# start of Dataset records

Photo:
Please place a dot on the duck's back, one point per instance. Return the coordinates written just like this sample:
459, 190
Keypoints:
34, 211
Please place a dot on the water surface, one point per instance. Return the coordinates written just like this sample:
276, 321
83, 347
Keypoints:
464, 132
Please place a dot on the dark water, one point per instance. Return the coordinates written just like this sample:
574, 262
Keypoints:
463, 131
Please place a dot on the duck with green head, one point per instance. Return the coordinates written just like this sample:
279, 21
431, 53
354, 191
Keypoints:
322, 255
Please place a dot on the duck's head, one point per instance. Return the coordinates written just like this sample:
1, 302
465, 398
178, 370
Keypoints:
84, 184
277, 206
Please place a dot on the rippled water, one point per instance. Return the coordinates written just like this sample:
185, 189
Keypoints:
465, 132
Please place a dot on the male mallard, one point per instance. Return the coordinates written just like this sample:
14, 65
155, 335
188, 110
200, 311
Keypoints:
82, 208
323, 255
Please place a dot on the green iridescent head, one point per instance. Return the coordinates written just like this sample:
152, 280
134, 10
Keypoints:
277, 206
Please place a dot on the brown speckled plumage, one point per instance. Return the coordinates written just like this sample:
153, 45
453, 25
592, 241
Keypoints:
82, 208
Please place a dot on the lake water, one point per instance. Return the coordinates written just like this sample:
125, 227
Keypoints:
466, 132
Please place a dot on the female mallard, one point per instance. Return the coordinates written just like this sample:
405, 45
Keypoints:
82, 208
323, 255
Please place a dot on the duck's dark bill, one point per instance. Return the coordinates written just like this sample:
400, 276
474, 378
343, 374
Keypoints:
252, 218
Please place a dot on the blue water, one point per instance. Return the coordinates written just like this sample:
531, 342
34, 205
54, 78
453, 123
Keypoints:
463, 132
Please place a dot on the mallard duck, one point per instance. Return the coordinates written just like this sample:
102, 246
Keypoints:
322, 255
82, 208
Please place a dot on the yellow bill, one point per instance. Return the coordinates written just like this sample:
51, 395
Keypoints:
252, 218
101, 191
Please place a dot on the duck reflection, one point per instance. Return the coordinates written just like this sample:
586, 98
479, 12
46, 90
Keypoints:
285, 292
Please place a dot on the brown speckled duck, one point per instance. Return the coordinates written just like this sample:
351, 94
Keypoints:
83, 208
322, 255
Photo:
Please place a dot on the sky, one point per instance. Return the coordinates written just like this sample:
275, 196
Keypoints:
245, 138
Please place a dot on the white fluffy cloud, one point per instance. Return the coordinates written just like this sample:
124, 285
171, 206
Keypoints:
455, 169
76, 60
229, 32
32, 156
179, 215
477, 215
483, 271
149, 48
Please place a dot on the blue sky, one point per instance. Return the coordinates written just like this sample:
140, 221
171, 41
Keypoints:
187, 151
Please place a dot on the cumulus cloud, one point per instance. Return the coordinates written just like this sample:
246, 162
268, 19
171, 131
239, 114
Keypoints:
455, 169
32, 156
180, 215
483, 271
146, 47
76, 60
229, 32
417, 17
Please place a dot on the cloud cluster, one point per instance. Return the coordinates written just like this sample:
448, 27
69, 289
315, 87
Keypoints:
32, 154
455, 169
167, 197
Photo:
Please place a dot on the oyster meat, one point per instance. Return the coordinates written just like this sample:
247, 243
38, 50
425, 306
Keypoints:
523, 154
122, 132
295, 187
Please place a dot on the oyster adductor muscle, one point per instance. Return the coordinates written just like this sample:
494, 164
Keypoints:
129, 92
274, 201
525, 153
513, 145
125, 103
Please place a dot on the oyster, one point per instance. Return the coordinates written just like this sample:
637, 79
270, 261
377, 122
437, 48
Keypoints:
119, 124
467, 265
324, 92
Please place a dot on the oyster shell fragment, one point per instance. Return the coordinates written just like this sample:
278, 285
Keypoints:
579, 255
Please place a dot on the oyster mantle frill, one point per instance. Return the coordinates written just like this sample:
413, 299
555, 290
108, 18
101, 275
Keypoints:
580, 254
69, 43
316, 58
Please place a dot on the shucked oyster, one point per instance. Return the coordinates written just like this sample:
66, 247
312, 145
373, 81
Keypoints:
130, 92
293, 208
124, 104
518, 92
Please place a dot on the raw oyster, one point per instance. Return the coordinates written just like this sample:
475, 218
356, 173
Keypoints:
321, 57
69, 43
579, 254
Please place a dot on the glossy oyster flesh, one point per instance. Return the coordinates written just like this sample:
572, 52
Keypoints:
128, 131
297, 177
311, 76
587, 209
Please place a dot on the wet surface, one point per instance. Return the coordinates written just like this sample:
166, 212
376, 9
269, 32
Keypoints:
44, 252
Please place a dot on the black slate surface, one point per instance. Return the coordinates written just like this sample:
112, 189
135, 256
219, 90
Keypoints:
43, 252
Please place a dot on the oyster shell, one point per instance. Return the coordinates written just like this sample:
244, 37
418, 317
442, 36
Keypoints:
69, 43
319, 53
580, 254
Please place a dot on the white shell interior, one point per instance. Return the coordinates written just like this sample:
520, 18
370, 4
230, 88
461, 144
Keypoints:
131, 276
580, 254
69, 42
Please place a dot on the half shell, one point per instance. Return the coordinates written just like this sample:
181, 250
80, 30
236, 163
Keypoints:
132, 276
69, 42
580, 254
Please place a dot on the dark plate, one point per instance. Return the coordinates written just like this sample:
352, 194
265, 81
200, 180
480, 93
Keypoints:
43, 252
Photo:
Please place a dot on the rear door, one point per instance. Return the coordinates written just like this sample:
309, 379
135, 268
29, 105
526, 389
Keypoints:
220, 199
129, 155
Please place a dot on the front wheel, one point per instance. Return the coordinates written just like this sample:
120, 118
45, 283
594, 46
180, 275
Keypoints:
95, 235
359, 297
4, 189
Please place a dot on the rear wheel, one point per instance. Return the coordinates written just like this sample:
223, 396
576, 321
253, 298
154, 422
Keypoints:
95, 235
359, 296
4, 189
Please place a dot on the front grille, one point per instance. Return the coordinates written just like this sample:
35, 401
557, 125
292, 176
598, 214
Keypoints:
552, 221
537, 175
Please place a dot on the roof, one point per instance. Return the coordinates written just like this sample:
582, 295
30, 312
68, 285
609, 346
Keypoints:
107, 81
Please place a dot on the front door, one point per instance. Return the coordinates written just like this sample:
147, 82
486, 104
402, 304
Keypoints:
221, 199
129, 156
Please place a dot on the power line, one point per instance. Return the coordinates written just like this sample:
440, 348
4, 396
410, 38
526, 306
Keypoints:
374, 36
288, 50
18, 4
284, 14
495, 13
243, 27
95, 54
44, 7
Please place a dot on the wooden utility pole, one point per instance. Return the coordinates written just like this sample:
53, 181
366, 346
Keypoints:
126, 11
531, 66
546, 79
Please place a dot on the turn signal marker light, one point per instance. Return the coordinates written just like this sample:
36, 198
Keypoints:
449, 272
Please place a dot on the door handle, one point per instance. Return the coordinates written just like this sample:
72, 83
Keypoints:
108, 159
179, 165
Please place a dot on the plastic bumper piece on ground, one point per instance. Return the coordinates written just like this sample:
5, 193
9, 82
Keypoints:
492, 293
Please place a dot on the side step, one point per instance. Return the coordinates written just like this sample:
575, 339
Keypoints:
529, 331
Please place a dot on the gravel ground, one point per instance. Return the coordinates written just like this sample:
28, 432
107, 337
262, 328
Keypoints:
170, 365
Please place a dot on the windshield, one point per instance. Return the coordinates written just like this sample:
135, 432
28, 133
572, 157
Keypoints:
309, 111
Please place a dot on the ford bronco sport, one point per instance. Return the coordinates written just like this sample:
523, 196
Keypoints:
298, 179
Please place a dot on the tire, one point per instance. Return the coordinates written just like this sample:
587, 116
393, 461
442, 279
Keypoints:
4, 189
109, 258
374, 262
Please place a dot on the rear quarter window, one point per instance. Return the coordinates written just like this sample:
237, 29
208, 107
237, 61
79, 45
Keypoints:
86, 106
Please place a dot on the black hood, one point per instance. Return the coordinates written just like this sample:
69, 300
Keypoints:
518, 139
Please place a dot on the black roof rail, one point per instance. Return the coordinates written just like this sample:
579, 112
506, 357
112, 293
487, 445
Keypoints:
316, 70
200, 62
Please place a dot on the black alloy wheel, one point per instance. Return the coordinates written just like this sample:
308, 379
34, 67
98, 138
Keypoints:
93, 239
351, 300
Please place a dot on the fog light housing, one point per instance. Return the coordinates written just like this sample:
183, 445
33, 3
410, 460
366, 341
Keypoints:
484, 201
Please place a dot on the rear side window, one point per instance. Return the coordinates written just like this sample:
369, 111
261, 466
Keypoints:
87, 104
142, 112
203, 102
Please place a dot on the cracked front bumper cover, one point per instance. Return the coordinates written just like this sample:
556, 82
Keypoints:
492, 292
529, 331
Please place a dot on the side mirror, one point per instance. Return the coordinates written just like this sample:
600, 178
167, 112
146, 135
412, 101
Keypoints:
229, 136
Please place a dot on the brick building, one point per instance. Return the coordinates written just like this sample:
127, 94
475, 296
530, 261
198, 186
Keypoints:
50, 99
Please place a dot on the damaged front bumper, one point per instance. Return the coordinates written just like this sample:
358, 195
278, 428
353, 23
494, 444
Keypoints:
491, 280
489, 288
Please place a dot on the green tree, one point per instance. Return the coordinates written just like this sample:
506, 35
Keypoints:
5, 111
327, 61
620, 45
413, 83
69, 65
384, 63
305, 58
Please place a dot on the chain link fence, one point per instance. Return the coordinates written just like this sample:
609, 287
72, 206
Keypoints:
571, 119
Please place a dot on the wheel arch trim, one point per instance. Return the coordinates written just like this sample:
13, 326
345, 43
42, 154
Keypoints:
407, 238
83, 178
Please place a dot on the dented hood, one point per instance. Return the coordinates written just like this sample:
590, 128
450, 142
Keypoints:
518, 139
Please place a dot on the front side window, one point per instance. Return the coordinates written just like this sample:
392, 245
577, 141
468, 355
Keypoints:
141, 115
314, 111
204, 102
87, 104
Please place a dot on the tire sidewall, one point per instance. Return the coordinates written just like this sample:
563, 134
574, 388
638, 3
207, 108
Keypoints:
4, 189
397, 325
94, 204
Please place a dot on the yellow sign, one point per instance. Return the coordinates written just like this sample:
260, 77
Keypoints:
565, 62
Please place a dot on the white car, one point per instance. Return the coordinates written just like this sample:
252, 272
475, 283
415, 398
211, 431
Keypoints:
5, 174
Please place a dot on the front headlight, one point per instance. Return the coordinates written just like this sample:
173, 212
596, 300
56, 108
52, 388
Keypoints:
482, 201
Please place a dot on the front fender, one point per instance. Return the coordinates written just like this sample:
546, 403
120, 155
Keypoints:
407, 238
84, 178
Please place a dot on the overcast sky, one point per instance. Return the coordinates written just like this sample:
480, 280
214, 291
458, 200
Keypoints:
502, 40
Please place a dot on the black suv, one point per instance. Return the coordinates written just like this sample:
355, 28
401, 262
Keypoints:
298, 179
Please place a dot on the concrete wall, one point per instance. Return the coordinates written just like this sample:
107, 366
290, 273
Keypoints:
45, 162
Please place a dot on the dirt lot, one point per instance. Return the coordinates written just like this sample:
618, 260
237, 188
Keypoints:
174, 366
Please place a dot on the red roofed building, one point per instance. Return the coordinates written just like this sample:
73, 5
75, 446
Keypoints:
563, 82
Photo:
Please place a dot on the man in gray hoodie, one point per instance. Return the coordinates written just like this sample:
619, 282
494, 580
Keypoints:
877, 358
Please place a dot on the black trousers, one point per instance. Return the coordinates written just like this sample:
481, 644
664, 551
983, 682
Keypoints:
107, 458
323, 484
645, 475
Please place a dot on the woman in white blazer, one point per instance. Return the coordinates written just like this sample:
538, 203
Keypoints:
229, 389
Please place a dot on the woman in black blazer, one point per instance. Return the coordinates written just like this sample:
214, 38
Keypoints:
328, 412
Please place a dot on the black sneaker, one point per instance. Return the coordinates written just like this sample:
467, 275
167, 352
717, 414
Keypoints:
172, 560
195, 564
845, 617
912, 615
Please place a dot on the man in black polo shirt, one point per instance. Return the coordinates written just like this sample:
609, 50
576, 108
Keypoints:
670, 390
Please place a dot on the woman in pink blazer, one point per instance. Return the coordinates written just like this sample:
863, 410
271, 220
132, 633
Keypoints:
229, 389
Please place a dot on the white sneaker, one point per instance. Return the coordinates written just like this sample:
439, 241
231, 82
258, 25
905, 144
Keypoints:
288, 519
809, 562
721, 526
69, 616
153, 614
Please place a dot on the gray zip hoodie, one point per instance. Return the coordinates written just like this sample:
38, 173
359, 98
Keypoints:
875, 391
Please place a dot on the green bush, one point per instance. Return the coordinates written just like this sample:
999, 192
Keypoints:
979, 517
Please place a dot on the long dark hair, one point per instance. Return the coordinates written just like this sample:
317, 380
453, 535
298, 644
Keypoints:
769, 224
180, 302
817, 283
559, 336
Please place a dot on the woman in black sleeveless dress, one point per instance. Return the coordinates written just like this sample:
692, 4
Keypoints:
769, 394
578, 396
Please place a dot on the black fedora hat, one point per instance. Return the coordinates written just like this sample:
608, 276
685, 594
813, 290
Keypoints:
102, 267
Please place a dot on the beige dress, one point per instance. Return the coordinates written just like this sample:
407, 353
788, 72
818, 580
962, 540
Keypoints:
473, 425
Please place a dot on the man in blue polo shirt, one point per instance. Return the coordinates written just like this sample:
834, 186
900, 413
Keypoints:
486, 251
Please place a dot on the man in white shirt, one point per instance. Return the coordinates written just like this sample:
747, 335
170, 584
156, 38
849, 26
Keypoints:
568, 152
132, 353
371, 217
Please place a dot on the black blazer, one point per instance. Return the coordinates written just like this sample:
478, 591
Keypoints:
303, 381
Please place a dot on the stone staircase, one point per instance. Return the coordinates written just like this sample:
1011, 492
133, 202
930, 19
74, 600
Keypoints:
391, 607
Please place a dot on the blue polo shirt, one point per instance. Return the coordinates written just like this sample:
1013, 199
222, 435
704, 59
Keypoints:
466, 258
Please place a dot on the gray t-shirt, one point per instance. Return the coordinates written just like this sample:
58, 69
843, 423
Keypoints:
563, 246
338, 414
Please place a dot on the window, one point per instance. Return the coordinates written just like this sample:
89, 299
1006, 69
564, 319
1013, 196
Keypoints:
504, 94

# end of Dataset records

■ **Written instruction**: Produce an exact repeat of the lines from the one containing "Please place a dot on the stone" through the last line of the data, and nothing more.

■ **Result of the exercise**:
Please place a dot on the stone staircase, one point per instance. Return the coordinates written just like this sample:
1011, 492
133, 202
930, 19
74, 600
Keypoints:
391, 607
Please place a dot on the blue polo shirt, one point per instance. Return the coordinates written just like this sample:
1013, 199
222, 435
704, 59
Keypoints:
466, 258
Please place a dot on the gray t-shirt, one point per instance. Return the coordinates written just like this sample:
58, 69
843, 423
Keypoints:
563, 246
338, 414
Please place a dot on the window, one point per instance. Return the coordinates written just like this sample:
89, 299
1006, 69
564, 319
1013, 196
Keypoints:
504, 94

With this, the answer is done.